■ Entries from a point annotation set ■
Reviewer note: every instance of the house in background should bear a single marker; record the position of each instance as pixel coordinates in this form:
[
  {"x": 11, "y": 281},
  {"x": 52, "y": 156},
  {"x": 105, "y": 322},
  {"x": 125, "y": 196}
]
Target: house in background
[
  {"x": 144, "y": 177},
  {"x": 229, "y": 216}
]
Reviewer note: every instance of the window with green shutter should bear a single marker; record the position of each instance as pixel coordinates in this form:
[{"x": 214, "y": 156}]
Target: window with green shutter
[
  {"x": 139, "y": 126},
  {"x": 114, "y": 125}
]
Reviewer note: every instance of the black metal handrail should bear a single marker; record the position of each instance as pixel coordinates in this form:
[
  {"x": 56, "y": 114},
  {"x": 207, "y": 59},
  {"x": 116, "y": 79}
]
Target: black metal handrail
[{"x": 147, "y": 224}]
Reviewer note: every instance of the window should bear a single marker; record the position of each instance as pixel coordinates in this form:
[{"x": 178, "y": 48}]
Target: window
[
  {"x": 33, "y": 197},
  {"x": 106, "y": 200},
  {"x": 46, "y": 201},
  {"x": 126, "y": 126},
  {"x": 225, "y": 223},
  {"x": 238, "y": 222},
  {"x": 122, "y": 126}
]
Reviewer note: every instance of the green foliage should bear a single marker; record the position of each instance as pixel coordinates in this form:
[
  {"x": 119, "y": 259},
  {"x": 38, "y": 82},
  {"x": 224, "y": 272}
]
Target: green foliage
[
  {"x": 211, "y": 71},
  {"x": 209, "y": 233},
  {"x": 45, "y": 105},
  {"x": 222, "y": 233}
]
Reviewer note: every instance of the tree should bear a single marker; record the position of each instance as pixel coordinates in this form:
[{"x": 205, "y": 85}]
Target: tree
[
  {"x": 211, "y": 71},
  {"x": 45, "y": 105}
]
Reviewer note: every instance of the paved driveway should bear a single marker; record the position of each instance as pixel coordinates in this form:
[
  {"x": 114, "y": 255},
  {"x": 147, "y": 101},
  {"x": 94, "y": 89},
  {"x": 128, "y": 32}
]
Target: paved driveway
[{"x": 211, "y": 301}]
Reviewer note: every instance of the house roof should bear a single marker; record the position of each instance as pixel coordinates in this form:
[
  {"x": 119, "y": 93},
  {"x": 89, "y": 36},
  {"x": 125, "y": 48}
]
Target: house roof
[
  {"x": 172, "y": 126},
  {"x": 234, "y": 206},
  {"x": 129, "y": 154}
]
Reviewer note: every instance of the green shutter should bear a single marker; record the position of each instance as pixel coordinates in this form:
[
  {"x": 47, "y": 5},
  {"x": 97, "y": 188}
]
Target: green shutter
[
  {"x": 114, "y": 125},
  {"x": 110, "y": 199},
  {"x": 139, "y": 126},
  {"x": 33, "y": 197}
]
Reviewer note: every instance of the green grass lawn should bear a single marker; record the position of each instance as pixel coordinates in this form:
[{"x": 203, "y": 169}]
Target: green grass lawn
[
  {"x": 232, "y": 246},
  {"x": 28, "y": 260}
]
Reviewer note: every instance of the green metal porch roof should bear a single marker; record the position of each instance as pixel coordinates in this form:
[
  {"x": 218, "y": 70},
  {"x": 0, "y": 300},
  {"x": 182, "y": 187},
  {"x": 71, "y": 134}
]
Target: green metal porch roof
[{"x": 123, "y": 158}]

■ Given exercise ■
Output exactly the lines above, from the one holding "Reviewer note: every instance of the green shutter" through the end of the data, including the first and last.

■ Full answer ■
Reviewer note: every instance of the green shutter should bear a single marker; record the position of each instance as pixel coordinates in this form:
[
  {"x": 47, "y": 5},
  {"x": 97, "y": 188}
]
Target: green shutter
[
  {"x": 114, "y": 125},
  {"x": 110, "y": 199},
  {"x": 139, "y": 126},
  {"x": 33, "y": 197}
]
Reviewer note: every instance of the green grass lawn should bear a single marker; record the position of each instance as pixel coordinates in this form:
[{"x": 203, "y": 169}]
Target: green grass lawn
[
  {"x": 232, "y": 246},
  {"x": 28, "y": 260}
]
Reviewer note: every instance of the green metal porch roof should bear a single marker; record the position of each instance as pixel coordinates in this form:
[
  {"x": 218, "y": 70},
  {"x": 0, "y": 300},
  {"x": 182, "y": 187},
  {"x": 71, "y": 134}
]
Target: green metal porch roof
[{"x": 123, "y": 158}]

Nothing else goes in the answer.